**Data shown**.
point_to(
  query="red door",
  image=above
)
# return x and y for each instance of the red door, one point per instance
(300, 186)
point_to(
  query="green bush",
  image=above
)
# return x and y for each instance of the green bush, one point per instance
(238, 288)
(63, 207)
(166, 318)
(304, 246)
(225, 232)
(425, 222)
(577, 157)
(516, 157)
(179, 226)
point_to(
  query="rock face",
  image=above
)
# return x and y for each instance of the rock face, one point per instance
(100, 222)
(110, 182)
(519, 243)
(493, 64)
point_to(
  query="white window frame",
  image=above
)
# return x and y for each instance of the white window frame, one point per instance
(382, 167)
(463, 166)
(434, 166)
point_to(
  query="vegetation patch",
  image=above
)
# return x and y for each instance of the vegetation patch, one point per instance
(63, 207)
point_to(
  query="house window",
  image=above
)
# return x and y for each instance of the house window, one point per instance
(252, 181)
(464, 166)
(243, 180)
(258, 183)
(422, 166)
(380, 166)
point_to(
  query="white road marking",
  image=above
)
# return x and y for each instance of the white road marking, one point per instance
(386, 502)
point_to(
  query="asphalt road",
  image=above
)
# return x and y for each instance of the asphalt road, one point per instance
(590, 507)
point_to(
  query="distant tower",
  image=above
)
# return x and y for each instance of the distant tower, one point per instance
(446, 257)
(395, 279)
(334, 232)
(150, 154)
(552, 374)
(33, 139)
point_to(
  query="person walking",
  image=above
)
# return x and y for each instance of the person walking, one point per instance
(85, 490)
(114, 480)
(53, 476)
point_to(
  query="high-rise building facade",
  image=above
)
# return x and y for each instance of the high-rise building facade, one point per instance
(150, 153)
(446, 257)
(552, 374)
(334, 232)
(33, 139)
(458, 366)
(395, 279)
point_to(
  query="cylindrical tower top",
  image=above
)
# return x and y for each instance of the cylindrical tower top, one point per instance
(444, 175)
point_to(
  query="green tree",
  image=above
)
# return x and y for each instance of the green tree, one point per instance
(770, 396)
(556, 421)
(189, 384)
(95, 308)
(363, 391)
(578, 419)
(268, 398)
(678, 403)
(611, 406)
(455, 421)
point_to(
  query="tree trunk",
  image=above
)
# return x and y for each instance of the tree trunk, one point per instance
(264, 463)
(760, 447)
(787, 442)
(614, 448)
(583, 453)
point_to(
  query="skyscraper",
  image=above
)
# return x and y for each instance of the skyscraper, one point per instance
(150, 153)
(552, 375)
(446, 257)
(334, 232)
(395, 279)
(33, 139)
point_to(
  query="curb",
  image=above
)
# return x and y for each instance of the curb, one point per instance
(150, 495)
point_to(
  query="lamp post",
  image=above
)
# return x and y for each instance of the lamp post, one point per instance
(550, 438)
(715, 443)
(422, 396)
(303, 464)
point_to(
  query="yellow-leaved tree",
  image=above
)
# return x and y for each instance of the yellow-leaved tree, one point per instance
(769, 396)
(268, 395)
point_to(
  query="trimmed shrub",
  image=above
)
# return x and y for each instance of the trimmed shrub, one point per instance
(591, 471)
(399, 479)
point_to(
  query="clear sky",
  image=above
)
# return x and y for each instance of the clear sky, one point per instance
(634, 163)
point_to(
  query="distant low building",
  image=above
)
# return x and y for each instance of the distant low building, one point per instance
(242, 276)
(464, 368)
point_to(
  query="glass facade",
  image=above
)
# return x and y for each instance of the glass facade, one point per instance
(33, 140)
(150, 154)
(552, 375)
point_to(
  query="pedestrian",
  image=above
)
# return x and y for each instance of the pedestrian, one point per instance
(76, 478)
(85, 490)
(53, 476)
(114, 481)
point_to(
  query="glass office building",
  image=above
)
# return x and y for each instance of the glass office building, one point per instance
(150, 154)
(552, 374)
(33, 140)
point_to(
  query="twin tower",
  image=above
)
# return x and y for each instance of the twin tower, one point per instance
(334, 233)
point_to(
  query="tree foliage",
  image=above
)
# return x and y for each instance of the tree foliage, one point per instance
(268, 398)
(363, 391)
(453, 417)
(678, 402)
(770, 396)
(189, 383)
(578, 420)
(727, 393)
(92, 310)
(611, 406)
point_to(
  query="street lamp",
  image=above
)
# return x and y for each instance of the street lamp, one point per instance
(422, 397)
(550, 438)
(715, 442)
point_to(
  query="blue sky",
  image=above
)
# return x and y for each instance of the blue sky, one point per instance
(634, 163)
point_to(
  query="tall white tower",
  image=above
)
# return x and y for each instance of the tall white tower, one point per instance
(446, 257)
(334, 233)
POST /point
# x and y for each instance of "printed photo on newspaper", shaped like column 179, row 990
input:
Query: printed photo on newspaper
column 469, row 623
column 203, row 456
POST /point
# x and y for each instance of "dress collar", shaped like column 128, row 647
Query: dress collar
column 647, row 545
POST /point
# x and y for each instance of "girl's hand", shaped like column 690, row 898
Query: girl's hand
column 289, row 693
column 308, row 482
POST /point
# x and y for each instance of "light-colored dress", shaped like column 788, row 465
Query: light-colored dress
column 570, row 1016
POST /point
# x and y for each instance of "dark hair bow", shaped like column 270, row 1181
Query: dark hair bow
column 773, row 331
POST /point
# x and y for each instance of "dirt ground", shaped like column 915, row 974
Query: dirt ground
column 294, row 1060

**Your goal**. Could you filter the entries above for lines holding the string "shaped" and copy them?

**The completed task**.
# x and y for each instance of "printed photo on newspaper", shaped like column 179, row 990
# x and y for each instance of "dress collar", shaped like column 128, row 647
# x and y for each instance of "girl's hand", shaped like column 690, row 898
# x and y for each instance of "light-colored dress", shaped like column 788, row 465
# x and y for each instance of "dark hair bow", shaped like column 270, row 1181
# x and y for each instance of "dirt ground", shaped like column 915, row 974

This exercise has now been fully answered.